[带坐标标注的记录]
★ ★ ★ ★ ★

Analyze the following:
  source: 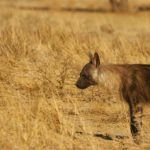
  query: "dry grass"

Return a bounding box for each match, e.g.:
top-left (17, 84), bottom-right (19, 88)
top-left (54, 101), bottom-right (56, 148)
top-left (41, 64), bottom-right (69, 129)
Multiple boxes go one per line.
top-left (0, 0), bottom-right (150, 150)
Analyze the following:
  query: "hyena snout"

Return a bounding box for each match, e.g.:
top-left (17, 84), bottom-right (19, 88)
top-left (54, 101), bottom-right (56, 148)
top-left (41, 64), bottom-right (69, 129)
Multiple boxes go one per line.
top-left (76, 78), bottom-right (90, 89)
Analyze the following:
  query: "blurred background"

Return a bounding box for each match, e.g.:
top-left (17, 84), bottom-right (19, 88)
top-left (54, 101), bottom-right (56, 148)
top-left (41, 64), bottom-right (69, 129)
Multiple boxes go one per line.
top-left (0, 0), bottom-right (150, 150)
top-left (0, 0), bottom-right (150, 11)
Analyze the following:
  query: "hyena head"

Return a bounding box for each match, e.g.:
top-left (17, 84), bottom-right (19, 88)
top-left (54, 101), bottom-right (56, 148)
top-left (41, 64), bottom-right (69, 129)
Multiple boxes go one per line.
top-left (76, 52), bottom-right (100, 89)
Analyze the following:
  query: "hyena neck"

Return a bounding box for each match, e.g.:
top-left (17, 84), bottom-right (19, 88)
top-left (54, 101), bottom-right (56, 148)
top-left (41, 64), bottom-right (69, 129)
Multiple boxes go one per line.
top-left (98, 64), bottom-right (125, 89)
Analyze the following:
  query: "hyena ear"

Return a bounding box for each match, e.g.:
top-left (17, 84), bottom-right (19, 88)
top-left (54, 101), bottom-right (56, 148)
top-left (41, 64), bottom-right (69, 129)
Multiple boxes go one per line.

★ ★ ★ ★ ★

_练习要求_
能把上面全部记录一字不改地打印出来吗？答案里不要放图片。

_结果如下_
Analyze the following:
  source: 
  query: "dry grass"

Return a bounding box for each match, e.g.:
top-left (17, 84), bottom-right (19, 88)
top-left (54, 101), bottom-right (56, 148)
top-left (41, 64), bottom-right (69, 129)
Multiple boxes go one per line.
top-left (0, 0), bottom-right (150, 150)
Analyze the following:
  query: "hyena snout"

Return a bounding box for each match, e.g.:
top-left (17, 84), bottom-right (19, 88)
top-left (54, 101), bottom-right (56, 148)
top-left (41, 64), bottom-right (69, 129)
Multiple boxes go one per line.
top-left (76, 78), bottom-right (90, 89)
Analyze the following:
  query: "blurred background"

Return a bounding box for each match, e.g.:
top-left (17, 84), bottom-right (19, 88)
top-left (54, 101), bottom-right (56, 148)
top-left (41, 64), bottom-right (69, 129)
Multiple boxes go one per line.
top-left (0, 0), bottom-right (150, 150)
top-left (0, 0), bottom-right (150, 11)
Analyze the following:
  query: "hyena head"

Return a bounding box for each match, e.g.:
top-left (17, 84), bottom-right (19, 88)
top-left (54, 101), bottom-right (56, 148)
top-left (41, 64), bottom-right (69, 129)
Multiple boxes go one per line.
top-left (76, 52), bottom-right (100, 89)
Analyze the following:
  query: "hyena neck"

Return a bounding box for each match, e.g.:
top-left (17, 84), bottom-right (19, 88)
top-left (54, 101), bottom-right (56, 148)
top-left (41, 64), bottom-right (69, 129)
Multiple boxes go one per line.
top-left (98, 64), bottom-right (125, 89)
Analyze the following:
  query: "hyena ear"

Return a bounding box for each match, e.g.:
top-left (17, 84), bottom-right (19, 88)
top-left (54, 101), bottom-right (56, 148)
top-left (41, 64), bottom-right (69, 129)
Multiple boxes go one per line.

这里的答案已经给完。